- **WHAT THE TASK ASKS**
Return every line of the items below that contains the word "brown", matching its case exactly.

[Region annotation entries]
— BEGIN —

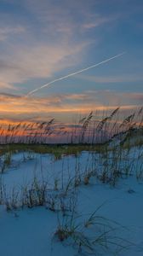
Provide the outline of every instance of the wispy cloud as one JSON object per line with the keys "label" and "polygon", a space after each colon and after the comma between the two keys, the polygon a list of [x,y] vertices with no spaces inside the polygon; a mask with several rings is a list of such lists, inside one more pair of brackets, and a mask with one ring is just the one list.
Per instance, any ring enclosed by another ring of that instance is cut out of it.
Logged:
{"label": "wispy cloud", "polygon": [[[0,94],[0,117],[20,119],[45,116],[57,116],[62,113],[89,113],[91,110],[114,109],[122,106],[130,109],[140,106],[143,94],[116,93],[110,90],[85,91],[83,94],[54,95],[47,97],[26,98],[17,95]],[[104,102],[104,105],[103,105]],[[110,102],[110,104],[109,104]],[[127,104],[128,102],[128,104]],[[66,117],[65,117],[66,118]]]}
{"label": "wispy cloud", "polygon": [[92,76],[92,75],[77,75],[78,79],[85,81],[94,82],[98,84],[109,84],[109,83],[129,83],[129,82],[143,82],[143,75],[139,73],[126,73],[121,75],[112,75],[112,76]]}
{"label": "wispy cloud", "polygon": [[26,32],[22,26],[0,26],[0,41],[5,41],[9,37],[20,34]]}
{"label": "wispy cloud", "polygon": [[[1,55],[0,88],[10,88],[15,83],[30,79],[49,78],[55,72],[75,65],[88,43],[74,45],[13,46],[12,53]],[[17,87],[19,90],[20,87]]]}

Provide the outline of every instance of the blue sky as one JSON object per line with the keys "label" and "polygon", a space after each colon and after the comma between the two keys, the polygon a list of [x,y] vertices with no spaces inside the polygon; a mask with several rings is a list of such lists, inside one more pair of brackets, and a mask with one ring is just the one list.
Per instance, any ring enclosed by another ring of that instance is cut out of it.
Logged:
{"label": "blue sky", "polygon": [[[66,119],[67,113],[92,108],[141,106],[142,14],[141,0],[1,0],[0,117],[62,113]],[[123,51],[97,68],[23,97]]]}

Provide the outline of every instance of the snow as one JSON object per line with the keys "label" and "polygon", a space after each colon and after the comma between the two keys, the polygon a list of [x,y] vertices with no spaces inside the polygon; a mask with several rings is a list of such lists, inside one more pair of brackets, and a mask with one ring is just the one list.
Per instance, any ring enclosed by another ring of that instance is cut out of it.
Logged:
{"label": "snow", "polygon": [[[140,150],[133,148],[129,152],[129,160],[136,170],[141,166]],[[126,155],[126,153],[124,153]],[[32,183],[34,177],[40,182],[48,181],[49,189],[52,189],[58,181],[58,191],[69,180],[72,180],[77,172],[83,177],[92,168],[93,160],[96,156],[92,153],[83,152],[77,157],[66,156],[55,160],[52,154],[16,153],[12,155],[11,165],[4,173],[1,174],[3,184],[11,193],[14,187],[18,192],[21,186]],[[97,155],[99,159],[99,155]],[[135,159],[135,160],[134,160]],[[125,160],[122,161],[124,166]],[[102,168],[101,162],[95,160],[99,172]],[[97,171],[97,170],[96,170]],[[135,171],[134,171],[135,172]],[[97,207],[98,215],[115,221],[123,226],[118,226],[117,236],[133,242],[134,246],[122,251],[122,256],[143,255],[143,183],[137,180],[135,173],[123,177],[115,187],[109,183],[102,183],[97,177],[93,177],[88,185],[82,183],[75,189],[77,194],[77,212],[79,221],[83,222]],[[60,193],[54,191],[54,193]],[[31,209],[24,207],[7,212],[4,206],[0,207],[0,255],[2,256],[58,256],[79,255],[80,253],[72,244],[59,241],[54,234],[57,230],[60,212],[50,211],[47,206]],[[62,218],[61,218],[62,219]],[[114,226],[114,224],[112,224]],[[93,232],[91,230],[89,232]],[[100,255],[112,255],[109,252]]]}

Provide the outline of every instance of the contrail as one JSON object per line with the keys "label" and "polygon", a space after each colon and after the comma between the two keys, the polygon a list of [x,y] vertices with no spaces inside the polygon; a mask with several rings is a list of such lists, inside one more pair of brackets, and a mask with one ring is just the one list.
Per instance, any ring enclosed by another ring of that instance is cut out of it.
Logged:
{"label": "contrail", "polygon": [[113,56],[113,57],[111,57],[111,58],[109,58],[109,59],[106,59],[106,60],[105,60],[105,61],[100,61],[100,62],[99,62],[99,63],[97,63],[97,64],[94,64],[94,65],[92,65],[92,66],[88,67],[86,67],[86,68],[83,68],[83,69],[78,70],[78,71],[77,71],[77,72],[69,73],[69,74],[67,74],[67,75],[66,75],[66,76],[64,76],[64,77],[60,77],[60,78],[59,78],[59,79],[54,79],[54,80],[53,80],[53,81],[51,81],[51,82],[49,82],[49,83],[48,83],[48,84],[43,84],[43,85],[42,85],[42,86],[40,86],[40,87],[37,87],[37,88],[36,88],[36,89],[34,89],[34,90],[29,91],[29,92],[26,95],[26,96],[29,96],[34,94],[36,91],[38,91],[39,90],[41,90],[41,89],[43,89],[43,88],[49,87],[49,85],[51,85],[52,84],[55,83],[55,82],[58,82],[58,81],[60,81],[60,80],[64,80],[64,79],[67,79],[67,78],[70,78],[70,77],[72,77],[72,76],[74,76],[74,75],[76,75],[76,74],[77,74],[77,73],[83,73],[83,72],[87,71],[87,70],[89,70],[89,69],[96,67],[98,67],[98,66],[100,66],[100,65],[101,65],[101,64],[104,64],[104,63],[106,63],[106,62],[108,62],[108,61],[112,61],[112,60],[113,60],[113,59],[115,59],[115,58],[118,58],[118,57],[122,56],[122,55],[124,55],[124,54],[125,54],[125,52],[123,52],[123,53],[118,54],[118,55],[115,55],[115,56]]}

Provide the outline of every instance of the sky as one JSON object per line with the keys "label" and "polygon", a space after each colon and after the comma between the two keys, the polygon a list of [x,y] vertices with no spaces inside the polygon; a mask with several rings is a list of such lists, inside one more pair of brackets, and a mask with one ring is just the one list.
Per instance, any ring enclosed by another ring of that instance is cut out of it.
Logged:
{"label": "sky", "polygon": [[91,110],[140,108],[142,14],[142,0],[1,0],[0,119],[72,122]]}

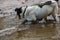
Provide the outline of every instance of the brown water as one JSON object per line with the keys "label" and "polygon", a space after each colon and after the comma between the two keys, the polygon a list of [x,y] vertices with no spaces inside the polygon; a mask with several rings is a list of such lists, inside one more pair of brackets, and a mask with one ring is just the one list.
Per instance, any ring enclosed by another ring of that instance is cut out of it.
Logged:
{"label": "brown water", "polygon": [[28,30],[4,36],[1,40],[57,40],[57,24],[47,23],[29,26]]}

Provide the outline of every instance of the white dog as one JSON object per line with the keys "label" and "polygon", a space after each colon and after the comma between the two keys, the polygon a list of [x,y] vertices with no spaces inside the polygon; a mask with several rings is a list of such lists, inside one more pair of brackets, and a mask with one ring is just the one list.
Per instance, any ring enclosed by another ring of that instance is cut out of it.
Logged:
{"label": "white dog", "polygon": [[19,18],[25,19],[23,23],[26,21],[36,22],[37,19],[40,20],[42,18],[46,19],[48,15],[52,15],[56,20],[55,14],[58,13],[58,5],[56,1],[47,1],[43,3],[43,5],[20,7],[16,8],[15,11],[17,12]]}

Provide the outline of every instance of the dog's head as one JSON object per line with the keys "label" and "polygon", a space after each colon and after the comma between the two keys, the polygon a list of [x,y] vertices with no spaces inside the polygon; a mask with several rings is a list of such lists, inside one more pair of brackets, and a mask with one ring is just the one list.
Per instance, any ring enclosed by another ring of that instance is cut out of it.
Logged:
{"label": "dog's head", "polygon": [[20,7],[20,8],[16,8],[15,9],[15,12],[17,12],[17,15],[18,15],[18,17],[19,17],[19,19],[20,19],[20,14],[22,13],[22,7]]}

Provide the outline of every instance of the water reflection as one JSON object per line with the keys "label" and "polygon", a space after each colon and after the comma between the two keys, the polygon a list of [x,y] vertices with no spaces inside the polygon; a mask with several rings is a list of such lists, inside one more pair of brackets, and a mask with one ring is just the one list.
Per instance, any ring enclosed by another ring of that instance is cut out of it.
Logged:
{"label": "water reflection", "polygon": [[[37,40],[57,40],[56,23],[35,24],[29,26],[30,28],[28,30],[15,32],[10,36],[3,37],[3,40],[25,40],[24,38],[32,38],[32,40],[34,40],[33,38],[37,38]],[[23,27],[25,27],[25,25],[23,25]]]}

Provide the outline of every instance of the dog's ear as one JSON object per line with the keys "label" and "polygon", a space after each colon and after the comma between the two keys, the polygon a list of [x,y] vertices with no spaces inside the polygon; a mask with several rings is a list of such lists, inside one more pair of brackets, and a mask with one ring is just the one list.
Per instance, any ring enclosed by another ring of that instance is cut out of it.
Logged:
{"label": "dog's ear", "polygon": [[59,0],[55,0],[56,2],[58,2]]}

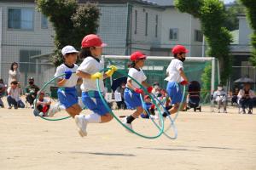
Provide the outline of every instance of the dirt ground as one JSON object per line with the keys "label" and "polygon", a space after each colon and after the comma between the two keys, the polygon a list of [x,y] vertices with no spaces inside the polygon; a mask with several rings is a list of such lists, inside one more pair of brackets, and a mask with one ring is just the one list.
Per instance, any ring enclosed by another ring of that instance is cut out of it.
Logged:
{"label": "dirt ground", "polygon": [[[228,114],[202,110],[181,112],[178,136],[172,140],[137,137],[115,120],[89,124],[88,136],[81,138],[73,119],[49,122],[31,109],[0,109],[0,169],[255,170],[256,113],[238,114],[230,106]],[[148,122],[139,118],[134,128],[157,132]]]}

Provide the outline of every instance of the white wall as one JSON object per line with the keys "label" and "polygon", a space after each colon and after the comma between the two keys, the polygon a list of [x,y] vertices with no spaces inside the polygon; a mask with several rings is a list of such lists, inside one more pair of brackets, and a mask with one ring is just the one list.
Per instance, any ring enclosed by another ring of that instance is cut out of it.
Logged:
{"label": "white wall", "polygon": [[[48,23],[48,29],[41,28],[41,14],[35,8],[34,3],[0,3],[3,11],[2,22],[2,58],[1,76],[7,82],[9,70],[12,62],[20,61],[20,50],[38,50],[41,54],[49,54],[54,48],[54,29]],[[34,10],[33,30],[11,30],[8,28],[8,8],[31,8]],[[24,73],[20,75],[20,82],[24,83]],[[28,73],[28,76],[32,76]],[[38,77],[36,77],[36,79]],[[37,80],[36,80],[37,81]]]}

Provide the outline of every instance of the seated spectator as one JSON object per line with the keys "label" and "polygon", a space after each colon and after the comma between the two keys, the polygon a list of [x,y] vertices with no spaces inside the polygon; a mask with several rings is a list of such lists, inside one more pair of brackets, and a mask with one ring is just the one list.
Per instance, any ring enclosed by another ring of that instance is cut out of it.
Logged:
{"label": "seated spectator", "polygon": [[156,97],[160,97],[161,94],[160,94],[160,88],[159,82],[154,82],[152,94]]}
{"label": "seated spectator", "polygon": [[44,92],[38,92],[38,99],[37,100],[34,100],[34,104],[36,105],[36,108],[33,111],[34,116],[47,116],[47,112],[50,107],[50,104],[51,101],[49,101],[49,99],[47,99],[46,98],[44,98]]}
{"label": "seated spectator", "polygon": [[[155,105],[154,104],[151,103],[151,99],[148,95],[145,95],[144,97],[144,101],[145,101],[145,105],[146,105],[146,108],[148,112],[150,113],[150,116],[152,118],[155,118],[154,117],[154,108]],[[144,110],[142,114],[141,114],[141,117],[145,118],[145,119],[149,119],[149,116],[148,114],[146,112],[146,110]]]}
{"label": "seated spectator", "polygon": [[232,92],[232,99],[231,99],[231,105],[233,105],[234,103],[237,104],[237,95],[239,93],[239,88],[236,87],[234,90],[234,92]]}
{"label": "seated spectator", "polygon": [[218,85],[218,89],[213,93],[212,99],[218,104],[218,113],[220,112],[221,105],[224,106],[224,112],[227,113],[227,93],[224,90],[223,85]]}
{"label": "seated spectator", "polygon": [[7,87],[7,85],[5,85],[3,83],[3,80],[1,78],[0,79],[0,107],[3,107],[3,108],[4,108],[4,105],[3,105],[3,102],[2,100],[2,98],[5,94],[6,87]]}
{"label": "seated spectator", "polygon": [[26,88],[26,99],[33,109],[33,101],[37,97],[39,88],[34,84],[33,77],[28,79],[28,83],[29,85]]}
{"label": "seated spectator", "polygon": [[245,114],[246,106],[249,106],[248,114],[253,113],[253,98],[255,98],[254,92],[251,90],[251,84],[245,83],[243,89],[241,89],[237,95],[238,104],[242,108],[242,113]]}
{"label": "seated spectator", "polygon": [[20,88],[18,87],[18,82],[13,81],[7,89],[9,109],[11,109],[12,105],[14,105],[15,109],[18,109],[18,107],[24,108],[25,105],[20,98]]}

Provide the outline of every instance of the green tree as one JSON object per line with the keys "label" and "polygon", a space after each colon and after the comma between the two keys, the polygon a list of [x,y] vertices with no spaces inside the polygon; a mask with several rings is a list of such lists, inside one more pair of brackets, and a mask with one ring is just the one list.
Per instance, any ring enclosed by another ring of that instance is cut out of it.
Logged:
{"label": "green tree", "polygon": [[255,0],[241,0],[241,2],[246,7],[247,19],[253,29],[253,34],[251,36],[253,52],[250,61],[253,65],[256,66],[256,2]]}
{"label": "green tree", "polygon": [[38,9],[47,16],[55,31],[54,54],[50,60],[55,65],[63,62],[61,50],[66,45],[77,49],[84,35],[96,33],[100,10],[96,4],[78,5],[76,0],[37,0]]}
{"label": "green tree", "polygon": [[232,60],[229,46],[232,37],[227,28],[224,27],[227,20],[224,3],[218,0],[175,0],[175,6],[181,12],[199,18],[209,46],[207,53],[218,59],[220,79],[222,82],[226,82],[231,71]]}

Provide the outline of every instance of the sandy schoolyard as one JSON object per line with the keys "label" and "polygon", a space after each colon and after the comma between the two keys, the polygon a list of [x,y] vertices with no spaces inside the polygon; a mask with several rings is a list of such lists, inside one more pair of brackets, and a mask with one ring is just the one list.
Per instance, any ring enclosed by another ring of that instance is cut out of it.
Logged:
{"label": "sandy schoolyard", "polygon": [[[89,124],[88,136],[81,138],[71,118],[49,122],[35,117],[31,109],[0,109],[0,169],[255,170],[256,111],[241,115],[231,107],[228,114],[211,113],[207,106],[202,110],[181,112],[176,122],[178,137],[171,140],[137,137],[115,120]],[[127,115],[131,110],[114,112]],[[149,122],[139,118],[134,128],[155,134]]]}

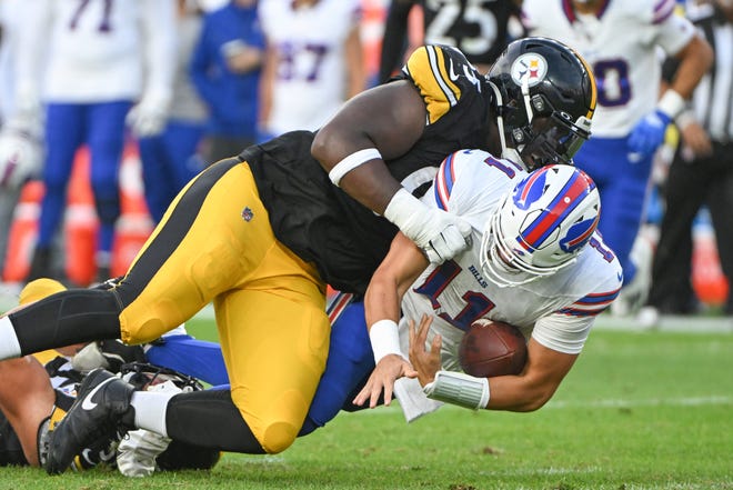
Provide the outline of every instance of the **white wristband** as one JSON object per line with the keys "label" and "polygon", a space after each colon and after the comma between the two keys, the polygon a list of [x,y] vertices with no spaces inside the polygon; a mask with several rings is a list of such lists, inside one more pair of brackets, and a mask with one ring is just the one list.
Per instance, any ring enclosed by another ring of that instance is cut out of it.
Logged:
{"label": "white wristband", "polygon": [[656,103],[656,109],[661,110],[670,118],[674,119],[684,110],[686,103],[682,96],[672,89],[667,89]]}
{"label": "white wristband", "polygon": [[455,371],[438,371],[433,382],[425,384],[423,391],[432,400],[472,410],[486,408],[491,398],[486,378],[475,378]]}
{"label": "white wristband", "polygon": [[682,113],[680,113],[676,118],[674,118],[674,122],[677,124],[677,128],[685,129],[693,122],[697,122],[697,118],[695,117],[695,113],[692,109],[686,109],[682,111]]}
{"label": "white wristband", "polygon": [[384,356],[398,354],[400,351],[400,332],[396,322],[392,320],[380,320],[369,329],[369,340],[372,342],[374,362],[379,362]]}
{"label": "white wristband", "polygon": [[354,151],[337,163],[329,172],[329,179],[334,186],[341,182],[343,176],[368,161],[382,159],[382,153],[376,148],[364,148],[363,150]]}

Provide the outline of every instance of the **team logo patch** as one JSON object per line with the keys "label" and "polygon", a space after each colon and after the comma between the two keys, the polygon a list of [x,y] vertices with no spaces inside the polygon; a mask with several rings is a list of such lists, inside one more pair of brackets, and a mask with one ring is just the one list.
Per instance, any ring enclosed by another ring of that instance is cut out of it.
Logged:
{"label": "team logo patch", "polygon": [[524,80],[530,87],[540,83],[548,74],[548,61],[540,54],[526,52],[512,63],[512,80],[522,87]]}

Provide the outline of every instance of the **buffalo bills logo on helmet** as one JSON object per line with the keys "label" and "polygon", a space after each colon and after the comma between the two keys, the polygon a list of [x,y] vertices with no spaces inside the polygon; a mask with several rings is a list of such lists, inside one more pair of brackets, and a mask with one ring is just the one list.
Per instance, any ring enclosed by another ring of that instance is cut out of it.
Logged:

— END —

- **RESULT**
Provide the outline of every instance of the brown water as one JSON object per line with the keys "label" and "polygon", a space after each colon and after the comma between the two keys, the polygon a list of [x,y] vertices with no spaces inside the polygon; a mask with several rings is a list of such lists, inside one more pair of brackets, and a mask with one ring is just the one list.
{"label": "brown water", "polygon": [[28,30],[4,36],[1,40],[57,40],[57,24],[47,23],[29,26]]}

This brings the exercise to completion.